→ **Provided text**
- - - - -

Wednesday, November 14, 2007

Sgt. Torre's Lonely Hearts Club Band


Sorry that it's taken me so long to get back, but now I'm gonna get back to where I once belonged. Which is a pretty good segue:

The Yankees re-signed catcher Jorge Posada. That's one load off my mind. Now it looks like they're going to lock up Mariano Rivera, and then we'll only need one more starter (which we may already have, among the kids) and a 3rd baseman (don't get me started).

Somebody -- I won't say who, but he roots for The Other Team -- recently suggested that Posada is the "Ringo" of the Yankees' 1996-2003 dynasty. It's gotta be the nose and the ears, since it can't be the hair. And let's be fair here: Ringo Starr was a great drummer, and I don't want to hear that Keith Moon of The Who or John Bonham of Led Zeppelin were better: They were better, but they weren't Beatles.

So if Jorge is Ringo on the Yankees, what would he be on the Mets? He'd be either John or Paul, since the Mets are the Rolling Stones of New York: Call 'em "The World's Greatest Rock and Roll Band" all you want, but that doesn't make it true. Also, like the Stones compared to the Beatles, the Mets' drug problems have been more embarrassing than the Yankees'.

Mariano would be George Harrison, since he's the one interested in religions, which may let him out of being John Lennon; or maybe Bernie Williams was George, because he's the one with the guitar that gently weeps; Andy Pettitte has a Lennonesque nose; and Derek Jeter is Paul, not just because his shortstop play and his clutch hits are so lyrical, but because nobody except Paul McCartney has ever walked into a New York sports stadium or arena and made more teenage girls scream.

- - - - -

[Saved entries]
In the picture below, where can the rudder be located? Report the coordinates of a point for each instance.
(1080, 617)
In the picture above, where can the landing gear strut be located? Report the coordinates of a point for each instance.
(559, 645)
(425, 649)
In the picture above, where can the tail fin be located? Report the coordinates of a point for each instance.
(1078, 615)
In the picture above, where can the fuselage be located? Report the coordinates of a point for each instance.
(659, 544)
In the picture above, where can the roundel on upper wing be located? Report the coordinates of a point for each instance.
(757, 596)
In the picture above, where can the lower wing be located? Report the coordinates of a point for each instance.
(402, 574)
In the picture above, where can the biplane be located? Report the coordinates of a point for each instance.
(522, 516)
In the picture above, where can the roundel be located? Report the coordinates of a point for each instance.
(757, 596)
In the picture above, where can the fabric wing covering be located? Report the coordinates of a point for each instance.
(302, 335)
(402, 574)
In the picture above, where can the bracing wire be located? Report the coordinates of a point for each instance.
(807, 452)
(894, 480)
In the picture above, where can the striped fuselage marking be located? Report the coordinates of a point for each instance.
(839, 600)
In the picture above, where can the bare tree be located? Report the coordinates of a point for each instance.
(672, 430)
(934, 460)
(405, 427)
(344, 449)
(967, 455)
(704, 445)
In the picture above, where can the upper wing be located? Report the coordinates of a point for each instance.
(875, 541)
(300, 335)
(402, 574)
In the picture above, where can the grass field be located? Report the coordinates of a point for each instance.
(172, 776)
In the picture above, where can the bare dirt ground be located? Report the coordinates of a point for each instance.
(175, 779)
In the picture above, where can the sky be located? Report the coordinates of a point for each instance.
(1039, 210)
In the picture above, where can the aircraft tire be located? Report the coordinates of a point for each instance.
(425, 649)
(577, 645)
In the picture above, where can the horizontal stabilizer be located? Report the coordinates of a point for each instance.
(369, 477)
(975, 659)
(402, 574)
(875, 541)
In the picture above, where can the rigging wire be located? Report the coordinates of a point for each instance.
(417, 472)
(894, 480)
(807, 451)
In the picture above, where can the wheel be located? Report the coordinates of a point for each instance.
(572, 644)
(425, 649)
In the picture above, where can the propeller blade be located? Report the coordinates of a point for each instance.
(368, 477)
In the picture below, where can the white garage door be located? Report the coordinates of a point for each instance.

- - - - -

→ **Exercise**
In the Yankees post, which player is said to be Paul?

→ **Response to this task**
Derek Jeter